Source document
A passenger sits on a circular platform with radius \(r\) attached at some point on the larger platform. The dynamics of the person on the tilt-a-whirl depend on physics, but for simplicity, let’s assume the platform moves at a constant rate with period \(S\) and has no relative \(z\) component. The motion of the platform in relation to the point it is attached would be modeled by:

\[ \vec{v}(t) = \langle r \sin(2\pi t/S), r \cos(2\pi t/S), 0 \rangle. \]

And the motion relative to the origin would be the vector sum, or superposition:

\[ \vec{f}(t) = \vec{u}(t) + \vec{v}(t). \]

To visualize for some parameters, we have:

M, m = 25, 5
height = 5
S, T = 8, 2
outer(t) = [M * sin(2pi*t/T), M * cos(2pi*t/T), height*(1 +sin(2pi * (t-pi/2)/T))]
inner(t) = [m * sin(2pi*t/S), m * cos(2pi*t/S), 0]
f(t) = outer(t) + inner(t)
plot_parametric(0..8, f)

54.4 Limits and continuity

The definition of a limit for a univariate function is: For every \(\epsilon > 0\) there exists a \(\delta > 0\) such that if \(0 < |x-c| < \delta\) then \(|f(x) - L | < \epsilon\).

If the notion of “\(\vec{f}\) is close to \(L\)” is replaced by close in the sense of a norm, or vector distance, then the same limit definition can be used, with the new wording “… \(\| \vec{f}(x) - L \| < \epsilon\)”.

The notion of continuity is identical: \(\vec{f}(t)\) is continuous at \(t_0\) if \(\lim_{t \rightarrow t_0}\vec{f}(t) = \vec{f}(t_0)\). More informally \(\| \vec{f}(t) - \vec{f}(t_0)\| \rightarrow 0\).

A consequence of the triangle inequality is that a vector-valued function is continuous or has a limit if and only if its component functions do.

Supplied material
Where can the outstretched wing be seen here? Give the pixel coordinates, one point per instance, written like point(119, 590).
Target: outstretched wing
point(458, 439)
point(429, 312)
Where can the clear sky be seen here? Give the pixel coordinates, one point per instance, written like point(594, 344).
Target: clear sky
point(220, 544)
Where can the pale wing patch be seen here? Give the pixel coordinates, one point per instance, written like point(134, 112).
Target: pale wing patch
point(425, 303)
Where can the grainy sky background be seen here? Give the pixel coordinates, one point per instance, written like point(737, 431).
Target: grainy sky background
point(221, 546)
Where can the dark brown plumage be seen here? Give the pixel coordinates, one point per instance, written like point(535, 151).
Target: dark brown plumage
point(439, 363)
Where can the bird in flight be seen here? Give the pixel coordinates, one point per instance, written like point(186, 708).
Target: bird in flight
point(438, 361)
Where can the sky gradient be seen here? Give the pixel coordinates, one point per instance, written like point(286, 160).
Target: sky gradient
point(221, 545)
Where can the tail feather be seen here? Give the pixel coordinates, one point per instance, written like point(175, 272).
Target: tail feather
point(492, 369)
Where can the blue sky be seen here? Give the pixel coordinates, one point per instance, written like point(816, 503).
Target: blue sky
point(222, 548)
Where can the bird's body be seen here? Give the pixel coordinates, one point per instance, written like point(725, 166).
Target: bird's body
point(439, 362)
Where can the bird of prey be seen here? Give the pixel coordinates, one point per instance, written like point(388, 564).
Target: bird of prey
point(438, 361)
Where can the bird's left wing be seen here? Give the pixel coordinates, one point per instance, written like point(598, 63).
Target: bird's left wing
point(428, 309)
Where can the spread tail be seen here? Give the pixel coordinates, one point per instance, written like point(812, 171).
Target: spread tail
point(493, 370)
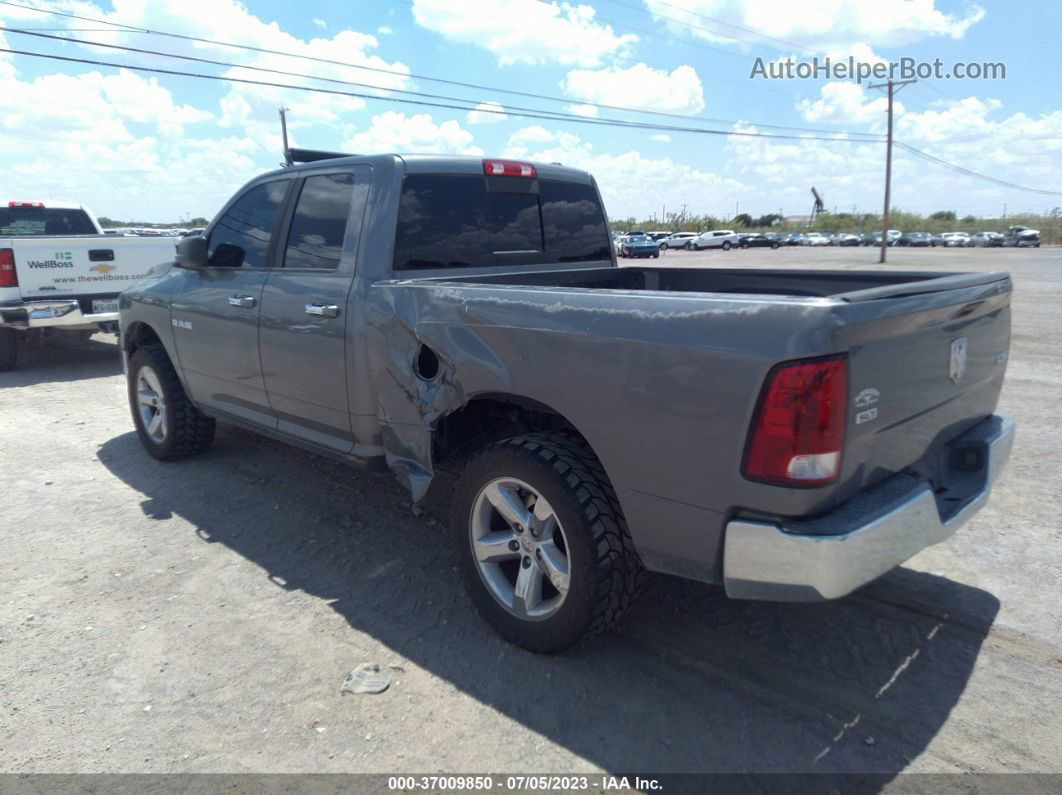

Written request A
Rewrite the vector calculus passage starting with "If the notion" and going on through "component functions do.", with "consequence" replaced by "corollary".
Written request B
Carry on writing the vector calculus passage from the point where it stops.
The items are separate material from the vector calculus passage.

Task answer A
If the notion of “\(\vec{f}\) is close to \(L\)” is replaced by close in the sense of a norm, or vector distance, then the same limit definition can be used, with the new wording “… \(\| \vec{f}(x) - L \| < \epsilon\)”.

The notion of continuity is identical: \(\vec{f}(t)\) is continuous at \(t_0\) if \(\lim_{t \rightarrow t_0}\vec{f}(t) = \vec{f}(t_0)\). More informally \(\| \vec{f}(t) - \vec{f}(t_0)\| \rightarrow 0\).

A corollary of the triangle inequality is that a vector-valued function is continuous or has a limit if and only if its component functions do.

Task answer B
54.4.1 Derivatives

If \(\vec{f}(t)\) is vector valued, and \(\Delta t > 0\) then we can consider the vector:

\[ \vec{f}(t + \Delta t) - \vec{f}(t) \]

For example, if \(\vec{f}(t) = \langle 3\cos(t), 2\sin(t) \rangle\) and \(t=\pi/4\) and \(\Delta t = \pi/16\) we have this picture:

f(t) = [3cos(t), 2sin(t)]
t, Δt = pi/4, pi/16
df = f(t + Δt) - f(t)

plot(legend=false)
arrow!([0,0], f(t))
arrow!([0,0], f(t + Δt))
arrow!(f(t), df)

The length of the difference appears to be related to the length of \(\Delta t\), in a similar manner as the univariate derivative. The following limit defines the derivative of a vector-valued function:

\[ \vec{f}'(t) = \lim_{\Delta t \rightarrow 0} \frac{f(t + \Delta t) - f(t)}{\Delta t}. \]

The limit exists if the component limits do. The component limits are just the derivatives of the component functions. So, if \(\vec{f}(t) = \langle x(t), y(t) \rangle\), then \(\vec{f}'(t) = \langle x'(t), y'(t) \rangle\).

If the derivative is never \(\vec{0}\), the curve is called regular. For a regular curve the derivative is a tangent vector to the parameterized curve, akin to the case for a univariate function. We can use ForwardDiff to compute the derivative in the exact same manner as was done for univariate functions:

using ForwardDiff
D(f,n=1) = n > 1 ? D(D(f),n-1) : x -> ForwardDiff.derivative(f, float(x))
Base.adjoint(f::Function) = D(f)         # allow f' to compute derivative

(This is already done by the CalculusWithJulia package.)

We can visualize the tangential property through a graph:

f(t) = [3cos(t), 2sin(t)]
p = plot_parametric(0..2pi, f, legend=false, aspect_ratio=:equal)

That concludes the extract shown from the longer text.